### [Problems and tasks]
A) According to the article about Mumbai's proposed financial services centre, where does the government's alternative plan place a commodity exchange?
B) Please summarize the article about Mumbai's proposed financial services centre in two sentences.
C) Carry on the article about Mumbai's proposed financial services centre from the point where it stops.

### [Excerpt]
((

Even as Chief Minister Devendra Fadnavis continues to push the plan for an International Financial Services Centre (IFSC) in Mumbai, his government is also readying a plan-B, should the centre not materialise.
According to high level sources in the government, the alternative proposal being considered is of setting up a ‘commodity exchange’ in the Bandra Kurla Complex as an extension to the existing Special Economic Zone (SEZ) at the Multi-Modal International Hub Airport at Nagpur (MIHAN).
While the IFSC plan has been the CM’s pet project, Union Finance Minister Arun Jaitley had dealt it a blow on December 22, when he said on the floor of Parliament that the Centre could think of it only after the IFSC being developed at the Gujarat International Financial Tech City in Gandhinagar had been used optimally. Replying to a query raised in the Lok Sabha, Jaitley had said, “There is a limit on how many IFSCs one could have. Since the first IFSC is being developed at (Gujarat International Financial Tech City) in Gandhinagar, one can think of another IFSC only after the one at the GIFT is optimally used. The Maharashtra government is lobbying hard for an IFSC at Mumbai’s Bandra Kurla Complex (BKC). However, if we make too many IFSCs, then they may not be used optimally, so we can think about the future only after the IFSC at GIFT is used optimally.”
Put in a tight spot, Fadnavis, who immediately came under attack from the Opposition in the state, had rushed to meet Jaitley the very next day to convince the latter to alter his stance. Following this meeting, Mumbai BJP chief Ashish Shelar declared that the Mumbai IFSC plan was still on. While the CM has chosen not to publicly speak about the issue, sources close to him claimed that he was still hopeful that the Centre would consider the request for an IFSC in the commercial capital.

))

### [Collected data]

((

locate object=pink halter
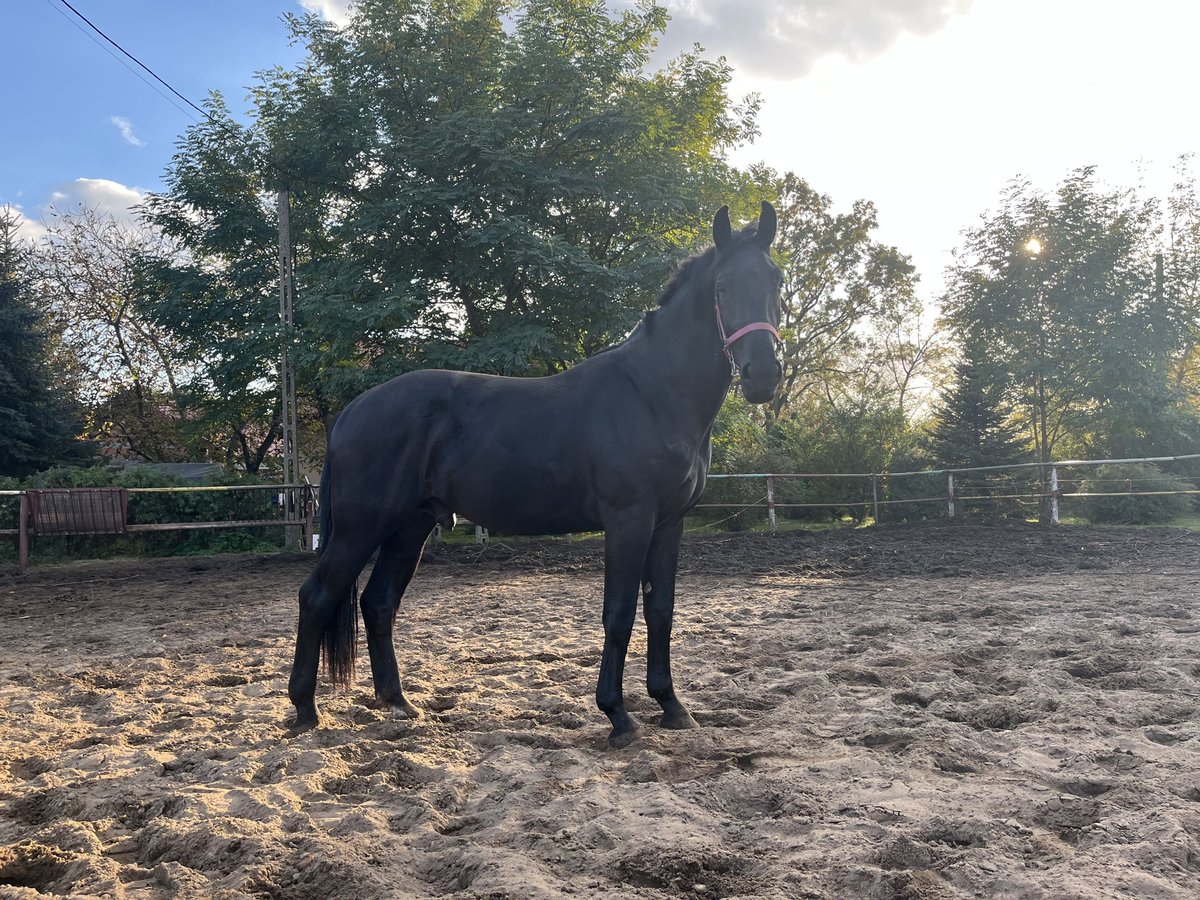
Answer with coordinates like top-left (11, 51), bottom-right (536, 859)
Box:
top-left (713, 304), bottom-right (784, 370)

))

### [Answers to this exercise]
A) In the Bandra Kurla Complex, as an extension to the existing Special Economic Zone at the Multi-Modal International Hub Airport at Nagpur (MIHAN).

B) While Chief Minister Devendra Fadnavis keeps pushing for an International Financial Services Centre in Mumbai, his government is readying a fallback plan for a commodity exchange in the Bandra Kurla Complex as an extension of the MIHAN Special Economic Zone. Union Finance Minister Arun Jaitley told Parliament on December 22 that another IFSC could be considered only after the one at GIFT City in Gandhinagar was used optimally, after which Fadnavis met him the next day, and sources say he still hopes the Centre will grant Mumbai's request.

C)
The sources also confirmed that the ‘commodity exchange’ plan was being considered as an alternative. Admitting that the alternative proposal can’t offer the same level of services provided by an IFSC, a highly placed source said “it can serve as an entry-level measure”.
“It will allow free trade of commodities to investors of the MIHAN SEZ. Global rating agencies already recognise Mumbai as the country’s top financial services centre. We have the best ecosystem to promote such activities. Once we build the necessary infrastructure, we are confident that the Centre would come around,” said the source.
The original plan was to build an independent financial services SEZ in the BKC. This had first run into rough weather, when it was found that it does not meet the requirement that a contiguous plot of minimum 50 hectares was needed for the SEZ. Maharashtra has approached the Centre for relaxing this condition citing the land crunch in Mumbai, and has argued that it could make up for it with enhanced buildable rights.
As for the plan-B, authorities pointed out that the MIHAN SEZ, already functional, was spread over 1,597 hectares. “While several leading IT companies, pharmaceutical firms, and aeronautical manufacturing companies have already invested in the SEZ, it does not have an indigenous commodity exchange. Since SEZ rules do not specify geographical boundaries for such a commodity exchange, locating it in Mumbai is feasible,” said a source. The plan-B “is a watered down version of the original plan”, admitted an official.